SELECTION:
HIS THOUGHTS: “So long as you bear sin secretly and within you, and fearfully cover it up with fasting, prayer, and eternal discussion of the Scriptures, so long will you remain hypocrites and good-for-nothings.”
—W.L.
The Passionate Philosopher
PAUL TILLICH (Aug. 20, 1886-Oct. 22, 1965)
HIS FAME: An eminent 20th-century Protestant theologian and existential philosopher, Paul Tillich was a central figure in the intellectual life of Europe and America. The Courage to Be (1952) and Dynamics of Faith (1957) remain his most widely read works.
HIS PERSON: Tillich’s involvement with Protestantism began in the rustic town of Bad Schönfliess, Germany, where his father was a Lutheran minister. As a chaplain and gravedigger during WWI and a socialist professor during the Marxist revolution which followed, Tillich never lost his faith in man’s “religious center.” Out of those shattering times emerged his fundamental “Protestant principle,” the idea that freedom and faith will resolve the conflict between personal needs and universal realities.
Tillich at age 33
After the war, a love triangle involving his first wife, Margarethe Wever, and his best friend, Carl Richard Wegener, led to a divorce. In 1921 Tillich fell in love with Hannah Werner, an art teacher whom he met at a masked ball Ten years younger than he and unconventional in outlook, Hannah was engaged to Albert Gottschow, also an art teacher. She fell in love with Tillich but married Albert anyway, because she considered him such an affectionate lover. Hannah continued to see Tillich. When she became pregnant by Albert, she decided sex was not enough; she would leave him for someone who could inspire her intellectually. She became Tillich’s wife in 1924.
During the next eight years Tillich, happily but turbulently married, dedicated himself to professorships at important German universities, and to lecturing and publishing over 100 articles. Outspokenly critical of Hitler’s rise to power, Tillich was dismissed from the University of Frankfurt and exiled by the Nazi government in 1933—a deportation he considered an honor. In the same year, Tillich and his wife immigrated to New York City, where Reinhold Niebuhr had secured him a post at Union Theological Seminary.
Besides holding subsequent teaching positions at the University of Chicago and at Harvard, he published many popular and influential books. In 1940 he and Hannah became American citizens. The third volume of his magnum opus, Systematic Theology, was published in 1963, bringing him recognition as a world-renowned philosopher. A paradoxical and complex man, Tillich was not ultimately freed by his faith or his tragic burden of guilt. He died in Chicago of a heart attack at the age of 79.
SEX LIFE: While a seminary student in Germany, Tillich had a priggish attitude toward sex. His group of friends took a vow of chastity, which Tillich, an ordained minister, kept with difficulty until his marriage at 28. His first wife hurt him by scoffing at his belief in monogamy and his wish to be faithful to her. This led to her affair with Wegener and the divorce. His wife’s desertion inspired him to plunge into a bohemian life in Berlin, seemingly bent on making up for lost time. He too began to consider monogamy unrealistic and unnatural. In his second marriage, he insisted on the freedom to be open to all experience. Possessive, jealous, and spiteful, Hannah begrudgingly accepted her husband’s need for other women but sought equality in her own series of extramarital affairs.

Position annotation records:

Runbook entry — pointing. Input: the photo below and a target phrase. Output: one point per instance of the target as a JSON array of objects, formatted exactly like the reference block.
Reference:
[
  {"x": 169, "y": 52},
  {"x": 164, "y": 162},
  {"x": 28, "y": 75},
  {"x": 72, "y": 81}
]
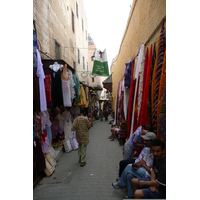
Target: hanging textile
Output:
[
  {"x": 117, "y": 103},
  {"x": 135, "y": 123},
  {"x": 144, "y": 115},
  {"x": 56, "y": 88},
  {"x": 138, "y": 68},
  {"x": 36, "y": 93},
  {"x": 161, "y": 52},
  {"x": 130, "y": 104},
  {"x": 83, "y": 101},
  {"x": 161, "y": 90},
  {"x": 126, "y": 100},
  {"x": 150, "y": 85},
  {"x": 100, "y": 66},
  {"x": 47, "y": 84},
  {"x": 127, "y": 74},
  {"x": 122, "y": 99},
  {"x": 41, "y": 76},
  {"x": 127, "y": 84},
  {"x": 77, "y": 88},
  {"x": 162, "y": 117},
  {"x": 66, "y": 93},
  {"x": 143, "y": 87},
  {"x": 35, "y": 46}
]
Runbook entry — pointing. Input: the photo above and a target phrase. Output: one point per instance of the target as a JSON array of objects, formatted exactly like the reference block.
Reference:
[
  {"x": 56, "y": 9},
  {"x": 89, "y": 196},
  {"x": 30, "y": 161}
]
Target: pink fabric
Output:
[{"x": 41, "y": 76}]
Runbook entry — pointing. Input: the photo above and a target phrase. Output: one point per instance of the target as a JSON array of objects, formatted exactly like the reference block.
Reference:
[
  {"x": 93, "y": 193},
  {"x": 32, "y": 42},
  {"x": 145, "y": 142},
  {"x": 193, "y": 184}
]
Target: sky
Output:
[{"x": 107, "y": 21}]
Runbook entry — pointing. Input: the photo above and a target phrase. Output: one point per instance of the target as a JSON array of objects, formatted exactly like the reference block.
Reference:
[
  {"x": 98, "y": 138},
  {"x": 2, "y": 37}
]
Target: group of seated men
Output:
[{"x": 145, "y": 177}]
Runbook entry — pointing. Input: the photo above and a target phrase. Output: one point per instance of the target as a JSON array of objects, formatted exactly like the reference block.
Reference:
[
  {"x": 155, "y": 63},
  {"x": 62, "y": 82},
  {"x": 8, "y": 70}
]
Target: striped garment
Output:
[
  {"x": 162, "y": 117},
  {"x": 160, "y": 98},
  {"x": 130, "y": 104},
  {"x": 150, "y": 85},
  {"x": 161, "y": 52},
  {"x": 144, "y": 117},
  {"x": 141, "y": 117}
]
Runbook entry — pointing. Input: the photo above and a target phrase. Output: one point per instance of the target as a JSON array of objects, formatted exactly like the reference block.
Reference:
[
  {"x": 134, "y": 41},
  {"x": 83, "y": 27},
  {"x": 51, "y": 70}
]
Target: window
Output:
[
  {"x": 57, "y": 50},
  {"x": 78, "y": 56},
  {"x": 72, "y": 21},
  {"x": 83, "y": 62},
  {"x": 76, "y": 9},
  {"x": 82, "y": 25}
]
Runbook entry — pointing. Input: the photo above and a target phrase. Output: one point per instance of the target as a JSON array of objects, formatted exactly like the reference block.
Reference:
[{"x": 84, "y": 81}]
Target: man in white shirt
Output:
[{"x": 139, "y": 169}]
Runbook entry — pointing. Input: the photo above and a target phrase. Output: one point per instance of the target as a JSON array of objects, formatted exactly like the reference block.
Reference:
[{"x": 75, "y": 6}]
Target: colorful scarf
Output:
[
  {"x": 160, "y": 97},
  {"x": 150, "y": 85},
  {"x": 140, "y": 119},
  {"x": 161, "y": 52},
  {"x": 162, "y": 117}
]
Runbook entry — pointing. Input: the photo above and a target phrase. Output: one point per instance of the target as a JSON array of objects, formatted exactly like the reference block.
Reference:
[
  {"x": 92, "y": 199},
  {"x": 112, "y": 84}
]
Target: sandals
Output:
[{"x": 83, "y": 164}]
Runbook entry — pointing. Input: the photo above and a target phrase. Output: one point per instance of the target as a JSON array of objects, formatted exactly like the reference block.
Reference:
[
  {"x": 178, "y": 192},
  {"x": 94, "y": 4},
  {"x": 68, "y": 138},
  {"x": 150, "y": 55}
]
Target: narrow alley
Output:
[{"x": 94, "y": 180}]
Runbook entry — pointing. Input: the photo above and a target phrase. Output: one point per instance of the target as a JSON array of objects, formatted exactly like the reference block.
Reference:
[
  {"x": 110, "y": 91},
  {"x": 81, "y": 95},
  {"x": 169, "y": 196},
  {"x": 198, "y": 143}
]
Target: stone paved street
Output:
[{"x": 91, "y": 182}]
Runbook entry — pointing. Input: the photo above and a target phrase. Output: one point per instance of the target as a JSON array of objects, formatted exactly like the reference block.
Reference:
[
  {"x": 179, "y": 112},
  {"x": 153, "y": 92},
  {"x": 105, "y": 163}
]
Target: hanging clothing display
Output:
[
  {"x": 47, "y": 84},
  {"x": 35, "y": 46},
  {"x": 131, "y": 97},
  {"x": 66, "y": 93},
  {"x": 122, "y": 99},
  {"x": 138, "y": 68},
  {"x": 135, "y": 122},
  {"x": 83, "y": 101},
  {"x": 67, "y": 125},
  {"x": 150, "y": 85},
  {"x": 161, "y": 52},
  {"x": 160, "y": 96},
  {"x": 127, "y": 74},
  {"x": 41, "y": 76},
  {"x": 143, "y": 85},
  {"x": 56, "y": 87},
  {"x": 36, "y": 93},
  {"x": 144, "y": 115},
  {"x": 162, "y": 117},
  {"x": 77, "y": 88}
]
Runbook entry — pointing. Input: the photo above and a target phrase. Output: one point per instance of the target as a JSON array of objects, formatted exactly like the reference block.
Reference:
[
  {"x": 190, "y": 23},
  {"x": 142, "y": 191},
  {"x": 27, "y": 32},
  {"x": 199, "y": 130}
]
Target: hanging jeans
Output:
[{"x": 128, "y": 174}]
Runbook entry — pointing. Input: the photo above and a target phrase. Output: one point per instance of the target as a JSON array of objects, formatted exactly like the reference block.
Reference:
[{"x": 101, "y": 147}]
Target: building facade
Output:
[{"x": 144, "y": 18}]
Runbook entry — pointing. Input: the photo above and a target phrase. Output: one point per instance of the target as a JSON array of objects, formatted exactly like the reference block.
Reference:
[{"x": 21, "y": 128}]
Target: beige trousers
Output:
[{"x": 82, "y": 152}]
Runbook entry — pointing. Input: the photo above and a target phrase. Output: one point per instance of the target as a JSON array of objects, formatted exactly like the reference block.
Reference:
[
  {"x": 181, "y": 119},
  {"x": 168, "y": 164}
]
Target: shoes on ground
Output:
[
  {"x": 117, "y": 186},
  {"x": 83, "y": 164}
]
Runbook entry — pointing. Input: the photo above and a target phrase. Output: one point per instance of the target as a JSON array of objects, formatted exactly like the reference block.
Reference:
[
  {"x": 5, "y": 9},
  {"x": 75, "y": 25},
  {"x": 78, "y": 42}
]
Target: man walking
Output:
[{"x": 81, "y": 125}]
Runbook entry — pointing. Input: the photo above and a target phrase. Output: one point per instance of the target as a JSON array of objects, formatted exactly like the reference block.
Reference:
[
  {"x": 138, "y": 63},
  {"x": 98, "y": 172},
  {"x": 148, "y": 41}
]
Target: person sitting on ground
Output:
[
  {"x": 135, "y": 141},
  {"x": 139, "y": 169},
  {"x": 155, "y": 186}
]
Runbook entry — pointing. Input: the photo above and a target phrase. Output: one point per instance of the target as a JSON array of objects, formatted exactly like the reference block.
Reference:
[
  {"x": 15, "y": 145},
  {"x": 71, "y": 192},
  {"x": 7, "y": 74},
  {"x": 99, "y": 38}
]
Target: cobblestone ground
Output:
[{"x": 91, "y": 182}]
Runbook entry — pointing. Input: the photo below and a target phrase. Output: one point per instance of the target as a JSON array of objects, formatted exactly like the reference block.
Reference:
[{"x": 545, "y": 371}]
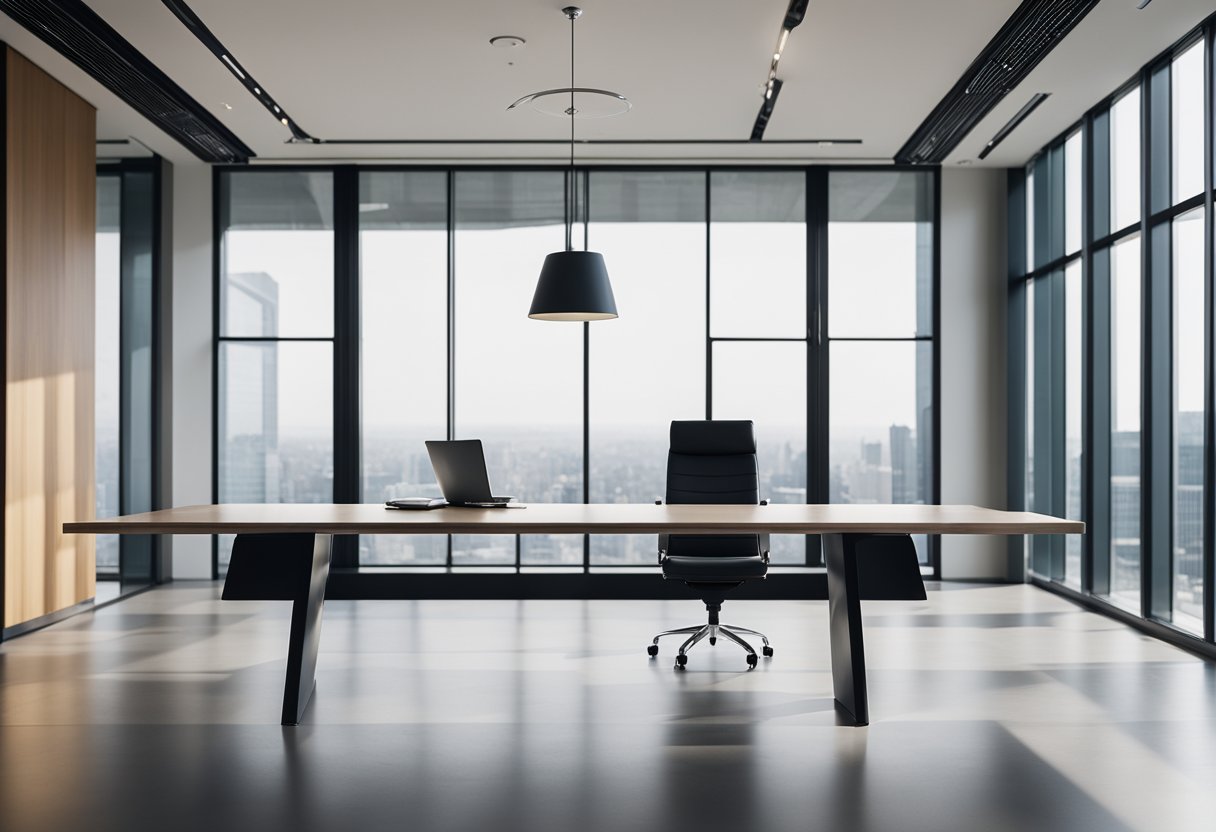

TO DO:
a - Rewrite the stretch of the Tillich biography from "HIS FAME: An" through "and universal realities.", putting "rural" in place of "rustic".
b - Turn the paragraph of the Tillich biography that begins "During the next eight years" into a bulleted list that keeps its main facts.
c - Summarize the Tillich biography in two sentences.

OUTPUTS:
a -
HIS FAME: An eminent 20th-century Protestant theologian and existential philosopher, Paul Tillich was a central figure in the intellectual life of Europe and America. The Courage to Be (1952) and Dynamics of Faith (1957) remain his most widely read works.
HIS PERSON: Tillich’s involvement with Protestantism began in the rural town of Bad Schönfliess, Germany, where his father was a Lutheran minister. As a chaplain and gravedigger during WWI and a socialist professor during the Marxist revolution which followed, Tillich never lost his faith in man’s “religious center.” Out of those shattering times emerged his fundamental “Protestant principle,” the idea that freedom and faith will resolve the conflict between personal needs and universal realities.

b -
- For eight years Tillich was happily but turbulently married.
- He held professorships at important German universities, lectured, and published over 100 articles.
- He spoke out against Hitler's rise to power.
- In 1933 the Nazi government dismissed him from the University of Frankfurt and exiled him, a deportation he considered an honor.
- That same year he and his wife immigrated to New York City.
- Reinhold Niebuhr had secured him a post at Union Theological Seminary.

c - Paul Tillich, a minister's son from Germany, became an eminent 20th-century Protestant theologian and existential philosopher who was exiled by the Nazis in 1933 and went on to teach at Union Theological Seminary, the University of Chicago, and Harvard, winning world renown with his Systematic Theology. His first marriage ended in divorce after his wife's affair with his best friend, and in his second marriage, to Hannah Werner, both he and Hannah had extramarital affairs.